> **SET OF TASKS**
1 > In the smart-home article, about how many Alexa devices were sold in the United States in 2017, according to Forrester Research estimates?
2 > Write out the passage of the smart-home article between "Smart objects are" and "becoming truly mainstream.", inclusive.

Smart objects are pervading the home and becoming more intelligent by the day.

The Internet of Eyes and Ears comprises the next wave of everyday objects that integrate visual recognition technology and voice technology. As costs decline and homes become increasingly smart, the Internet of Things is undergoing a revolution, and for the first time, becoming truly mainstream.

The technologies that fit under this umbrella term seem to advance and multiply every day: facial recognition, image recognition, gesture recognition, speech recognition, natural language processing and emotion recognition are just some of the major technologies we are seeing develop.

Face ID on iPhone X

The rise of voice tech

In terms of voice technology, we have seen Alexa penetrate the market to become a household name, with approximately 22 million devices sold in the United States in 2017, according to Forrester Research estimates. Google Home is on its way to replicating Amazon’s success, while Apple’s new HomePod is hoping to get a slice of the pie too. Audio companies are also launching their own voice technology products. Sonos recently launched a platform-agnostic smart speaker that can integrate multiple digital assistants. Inspired by the growing market and increasing demand for voice-activated products, Bang & Olufsen, Anker, JBL and LG all revealed Google Assistant-powered smart speakers at CES 2018.


In the past few months, we have seen voice move outside of the living room and kitchen and integrate into other rooms in the house. Kohler’s voice-activated bathroom is one of the brands leading this shift. A smart mirror that integrates Amazon Alexa acts as the control center and the taps, bathtub and toilet can all be controlled with voice. While this might sound excessive to some, research conducted for our “Speak Easy” report found that more than two thirds of global smartphone users are interested in the prospect of voice-activated televisions (69%) and light switches (66%), while almost half (45%) are interested in the idea of chatting to their fridges, showing the desire to integrate voice in diverse products and settings around the home.

Kohler Konnect

The reason behind this preference for voice may relate to our innate need to communicate. “For most of our cultural evolution as a species, humans have transmitted knowledge and ideas from one generation to another through oral tradition,” says Nick Ryan, composer, sound designer, artist and audio specialist. “The voice is therefore perhaps the most innate and intuitive way for us to communicate.”

Smooth operator

Simply put, voice is natural and easy, saving consumers time and effort. In our research we found that the main reason for using voice was efficiency, with our respondents describing the tech as “convenient” and “simple to use.” In fact, 76% of all regular voice tech users say that “using voice technology feels really natural now and I don’t even think about it.” Duncan Anderson, CEO and cofounder of Humanise.AI and former CTO of IBM Watson Europe, explains, “It’s about being super-helpful, super-efficient, not getting in the way, building something that allows me to get the job done with minimal fuss.”

> **STORED DATA**
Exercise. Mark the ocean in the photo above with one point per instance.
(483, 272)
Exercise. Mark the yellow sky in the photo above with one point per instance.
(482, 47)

> **EXPECTED ANSWERS**
1 > Approximately 22 million.

2 >
Smart objects are pervading the home and becoming more intelligent by the day.

The Internet of Eyes and Ears comprises the next wave of everyday objects that integrate visual recognition technology and voice technology. As costs decline and homes become increasingly smart, the Internet of Things is undergoing a revolution, and for the first time, becoming truly mainstream.